> [TASK STATEMENT]
The answer should be each line of the records that contains the word "brick"; please copy them all.

> [MATERIAL SHOWN]
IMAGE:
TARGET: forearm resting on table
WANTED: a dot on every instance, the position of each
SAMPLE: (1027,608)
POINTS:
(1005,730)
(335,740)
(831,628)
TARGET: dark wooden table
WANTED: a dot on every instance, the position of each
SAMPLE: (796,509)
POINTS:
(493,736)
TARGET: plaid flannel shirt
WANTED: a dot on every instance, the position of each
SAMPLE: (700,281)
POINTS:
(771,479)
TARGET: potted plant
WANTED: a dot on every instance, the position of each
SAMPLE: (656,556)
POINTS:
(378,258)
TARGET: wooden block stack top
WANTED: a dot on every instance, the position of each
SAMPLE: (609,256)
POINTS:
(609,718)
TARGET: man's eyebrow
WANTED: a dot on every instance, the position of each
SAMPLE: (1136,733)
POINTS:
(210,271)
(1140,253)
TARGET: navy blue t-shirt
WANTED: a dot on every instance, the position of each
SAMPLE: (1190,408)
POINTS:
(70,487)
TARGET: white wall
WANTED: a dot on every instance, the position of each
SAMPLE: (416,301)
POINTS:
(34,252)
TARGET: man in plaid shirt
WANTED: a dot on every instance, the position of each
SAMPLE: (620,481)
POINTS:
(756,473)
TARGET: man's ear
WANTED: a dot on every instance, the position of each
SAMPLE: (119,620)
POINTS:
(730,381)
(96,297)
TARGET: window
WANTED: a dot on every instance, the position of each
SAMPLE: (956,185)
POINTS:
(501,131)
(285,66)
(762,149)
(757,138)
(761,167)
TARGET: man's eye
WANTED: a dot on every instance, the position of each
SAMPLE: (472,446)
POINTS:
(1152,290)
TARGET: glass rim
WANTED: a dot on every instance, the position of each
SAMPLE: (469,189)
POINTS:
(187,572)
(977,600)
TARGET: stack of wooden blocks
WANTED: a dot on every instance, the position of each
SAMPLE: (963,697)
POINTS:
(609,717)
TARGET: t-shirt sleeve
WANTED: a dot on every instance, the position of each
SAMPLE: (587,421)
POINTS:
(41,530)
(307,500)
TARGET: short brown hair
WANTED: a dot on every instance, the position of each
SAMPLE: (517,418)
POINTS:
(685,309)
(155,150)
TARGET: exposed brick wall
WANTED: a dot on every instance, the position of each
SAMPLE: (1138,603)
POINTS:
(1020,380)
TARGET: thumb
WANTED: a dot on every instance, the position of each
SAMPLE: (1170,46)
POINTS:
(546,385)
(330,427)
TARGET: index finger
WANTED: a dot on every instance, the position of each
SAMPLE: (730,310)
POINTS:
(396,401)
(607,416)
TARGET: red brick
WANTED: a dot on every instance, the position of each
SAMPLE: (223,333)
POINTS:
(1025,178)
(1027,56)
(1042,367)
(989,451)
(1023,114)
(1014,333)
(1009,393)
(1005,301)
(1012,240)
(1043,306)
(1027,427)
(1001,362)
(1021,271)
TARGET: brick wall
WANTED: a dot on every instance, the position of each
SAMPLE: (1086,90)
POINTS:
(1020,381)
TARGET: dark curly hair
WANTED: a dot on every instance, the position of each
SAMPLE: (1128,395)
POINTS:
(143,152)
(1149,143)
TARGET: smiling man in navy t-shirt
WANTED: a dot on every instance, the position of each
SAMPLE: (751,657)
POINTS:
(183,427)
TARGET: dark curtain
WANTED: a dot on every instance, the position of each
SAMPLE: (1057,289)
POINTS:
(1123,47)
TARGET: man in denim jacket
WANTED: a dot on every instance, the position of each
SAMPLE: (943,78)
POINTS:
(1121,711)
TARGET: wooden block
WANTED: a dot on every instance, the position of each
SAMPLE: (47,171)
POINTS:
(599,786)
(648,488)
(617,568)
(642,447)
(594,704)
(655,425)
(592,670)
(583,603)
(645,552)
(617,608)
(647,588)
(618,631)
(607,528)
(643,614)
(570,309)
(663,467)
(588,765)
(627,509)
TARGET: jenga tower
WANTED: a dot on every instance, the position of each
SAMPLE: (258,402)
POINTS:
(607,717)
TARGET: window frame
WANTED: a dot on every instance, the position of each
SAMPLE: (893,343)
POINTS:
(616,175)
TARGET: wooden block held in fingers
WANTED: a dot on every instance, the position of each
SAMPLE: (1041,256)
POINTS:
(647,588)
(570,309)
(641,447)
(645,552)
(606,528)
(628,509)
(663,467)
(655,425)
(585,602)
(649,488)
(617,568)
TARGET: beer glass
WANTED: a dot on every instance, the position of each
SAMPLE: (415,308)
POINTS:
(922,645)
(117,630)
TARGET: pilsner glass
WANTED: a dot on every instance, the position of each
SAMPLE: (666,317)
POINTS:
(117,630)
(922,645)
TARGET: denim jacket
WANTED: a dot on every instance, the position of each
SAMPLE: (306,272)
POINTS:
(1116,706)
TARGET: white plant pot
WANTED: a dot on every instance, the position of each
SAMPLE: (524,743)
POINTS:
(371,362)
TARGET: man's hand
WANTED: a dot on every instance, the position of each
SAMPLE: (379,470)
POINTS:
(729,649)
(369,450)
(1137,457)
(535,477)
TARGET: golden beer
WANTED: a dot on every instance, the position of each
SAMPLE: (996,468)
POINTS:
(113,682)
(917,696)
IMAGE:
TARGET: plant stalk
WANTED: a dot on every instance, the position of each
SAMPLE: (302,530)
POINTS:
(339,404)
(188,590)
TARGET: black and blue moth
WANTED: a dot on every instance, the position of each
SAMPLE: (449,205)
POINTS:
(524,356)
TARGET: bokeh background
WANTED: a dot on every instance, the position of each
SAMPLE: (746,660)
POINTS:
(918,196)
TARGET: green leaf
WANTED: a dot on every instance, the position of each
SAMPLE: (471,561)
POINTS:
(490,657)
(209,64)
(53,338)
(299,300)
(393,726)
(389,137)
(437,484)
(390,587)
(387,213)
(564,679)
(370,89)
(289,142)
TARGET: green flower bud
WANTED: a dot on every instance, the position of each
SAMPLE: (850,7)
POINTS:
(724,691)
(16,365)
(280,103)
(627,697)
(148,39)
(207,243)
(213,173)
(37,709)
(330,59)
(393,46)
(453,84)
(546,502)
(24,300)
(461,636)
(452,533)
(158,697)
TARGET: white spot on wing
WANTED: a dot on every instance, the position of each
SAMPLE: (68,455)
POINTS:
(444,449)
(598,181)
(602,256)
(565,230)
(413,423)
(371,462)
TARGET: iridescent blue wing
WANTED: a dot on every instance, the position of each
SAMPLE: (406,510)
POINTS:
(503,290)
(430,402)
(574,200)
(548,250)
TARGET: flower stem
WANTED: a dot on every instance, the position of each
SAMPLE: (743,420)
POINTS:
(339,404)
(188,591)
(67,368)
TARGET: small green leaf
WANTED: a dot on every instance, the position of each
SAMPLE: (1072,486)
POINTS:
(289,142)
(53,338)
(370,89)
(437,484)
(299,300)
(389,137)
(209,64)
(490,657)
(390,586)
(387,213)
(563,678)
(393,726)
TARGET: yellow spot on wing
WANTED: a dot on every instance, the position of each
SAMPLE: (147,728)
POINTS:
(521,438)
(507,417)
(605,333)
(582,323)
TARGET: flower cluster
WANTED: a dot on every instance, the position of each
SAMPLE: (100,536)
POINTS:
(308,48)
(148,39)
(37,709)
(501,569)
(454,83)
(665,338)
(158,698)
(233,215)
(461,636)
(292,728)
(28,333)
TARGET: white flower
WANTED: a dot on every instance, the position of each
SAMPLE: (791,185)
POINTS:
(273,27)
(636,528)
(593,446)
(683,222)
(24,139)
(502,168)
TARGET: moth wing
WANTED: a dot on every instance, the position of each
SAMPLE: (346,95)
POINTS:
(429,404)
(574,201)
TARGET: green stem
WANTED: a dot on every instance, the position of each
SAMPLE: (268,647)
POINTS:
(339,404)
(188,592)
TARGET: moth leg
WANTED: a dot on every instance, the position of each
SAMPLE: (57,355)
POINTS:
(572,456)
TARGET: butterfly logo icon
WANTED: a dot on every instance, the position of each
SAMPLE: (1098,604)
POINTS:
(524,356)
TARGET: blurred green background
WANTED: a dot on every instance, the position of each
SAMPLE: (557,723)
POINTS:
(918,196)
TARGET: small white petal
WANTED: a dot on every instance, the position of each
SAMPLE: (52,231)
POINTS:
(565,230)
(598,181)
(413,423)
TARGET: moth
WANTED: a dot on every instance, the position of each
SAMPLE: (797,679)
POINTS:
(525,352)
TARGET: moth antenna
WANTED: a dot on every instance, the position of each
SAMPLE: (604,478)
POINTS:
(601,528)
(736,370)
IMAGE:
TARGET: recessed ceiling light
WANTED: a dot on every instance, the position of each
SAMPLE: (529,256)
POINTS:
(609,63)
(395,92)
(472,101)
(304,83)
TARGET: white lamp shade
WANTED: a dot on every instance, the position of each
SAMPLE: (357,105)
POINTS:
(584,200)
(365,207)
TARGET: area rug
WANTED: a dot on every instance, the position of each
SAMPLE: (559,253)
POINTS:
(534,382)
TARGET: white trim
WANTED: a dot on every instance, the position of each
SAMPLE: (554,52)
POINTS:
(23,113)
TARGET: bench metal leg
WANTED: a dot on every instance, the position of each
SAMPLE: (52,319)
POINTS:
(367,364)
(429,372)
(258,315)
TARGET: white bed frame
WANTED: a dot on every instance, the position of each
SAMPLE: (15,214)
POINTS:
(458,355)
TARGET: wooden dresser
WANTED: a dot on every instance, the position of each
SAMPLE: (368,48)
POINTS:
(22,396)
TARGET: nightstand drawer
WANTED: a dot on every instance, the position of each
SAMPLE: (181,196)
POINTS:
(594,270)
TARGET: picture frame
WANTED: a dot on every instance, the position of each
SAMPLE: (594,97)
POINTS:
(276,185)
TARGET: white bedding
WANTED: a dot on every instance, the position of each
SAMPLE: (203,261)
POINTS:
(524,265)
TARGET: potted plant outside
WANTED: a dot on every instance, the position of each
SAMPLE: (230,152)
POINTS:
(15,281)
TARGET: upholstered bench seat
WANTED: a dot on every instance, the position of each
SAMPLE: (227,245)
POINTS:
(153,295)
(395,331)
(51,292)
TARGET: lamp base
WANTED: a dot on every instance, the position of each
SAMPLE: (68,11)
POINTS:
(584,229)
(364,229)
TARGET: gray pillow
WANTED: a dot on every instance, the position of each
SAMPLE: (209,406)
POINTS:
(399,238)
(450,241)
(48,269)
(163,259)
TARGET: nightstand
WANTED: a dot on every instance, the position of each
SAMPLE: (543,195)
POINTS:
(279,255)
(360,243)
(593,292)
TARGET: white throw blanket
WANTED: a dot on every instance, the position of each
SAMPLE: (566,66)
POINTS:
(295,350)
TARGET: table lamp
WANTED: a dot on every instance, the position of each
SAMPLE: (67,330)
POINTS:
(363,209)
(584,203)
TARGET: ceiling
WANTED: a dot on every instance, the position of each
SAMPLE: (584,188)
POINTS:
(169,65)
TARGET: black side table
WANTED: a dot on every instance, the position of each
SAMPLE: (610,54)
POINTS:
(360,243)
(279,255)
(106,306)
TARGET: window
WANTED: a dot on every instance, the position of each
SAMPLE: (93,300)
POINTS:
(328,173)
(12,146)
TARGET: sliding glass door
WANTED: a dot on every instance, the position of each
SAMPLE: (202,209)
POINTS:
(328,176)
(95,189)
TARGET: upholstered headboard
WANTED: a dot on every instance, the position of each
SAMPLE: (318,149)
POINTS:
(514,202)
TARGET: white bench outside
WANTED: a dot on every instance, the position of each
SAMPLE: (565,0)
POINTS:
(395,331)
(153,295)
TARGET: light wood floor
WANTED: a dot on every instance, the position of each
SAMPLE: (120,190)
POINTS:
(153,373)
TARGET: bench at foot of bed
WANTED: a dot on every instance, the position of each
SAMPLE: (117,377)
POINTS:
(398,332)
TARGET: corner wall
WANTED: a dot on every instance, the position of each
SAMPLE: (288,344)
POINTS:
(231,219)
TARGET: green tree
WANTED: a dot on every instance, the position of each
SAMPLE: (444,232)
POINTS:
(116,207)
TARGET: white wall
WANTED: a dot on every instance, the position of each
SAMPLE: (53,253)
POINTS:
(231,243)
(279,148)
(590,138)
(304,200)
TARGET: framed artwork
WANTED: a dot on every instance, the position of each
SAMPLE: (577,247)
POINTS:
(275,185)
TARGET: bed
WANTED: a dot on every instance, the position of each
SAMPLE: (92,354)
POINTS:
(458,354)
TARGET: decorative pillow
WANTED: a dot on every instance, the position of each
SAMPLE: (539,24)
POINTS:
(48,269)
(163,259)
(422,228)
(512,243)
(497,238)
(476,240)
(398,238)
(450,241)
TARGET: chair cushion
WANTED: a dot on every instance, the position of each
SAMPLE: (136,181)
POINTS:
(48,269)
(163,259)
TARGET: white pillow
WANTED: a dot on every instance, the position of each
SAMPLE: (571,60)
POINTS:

> [SOLUTION FOR THIS TASK]
TARGET: exposed brick wall
TARGET: red brick
TARGET: brick wall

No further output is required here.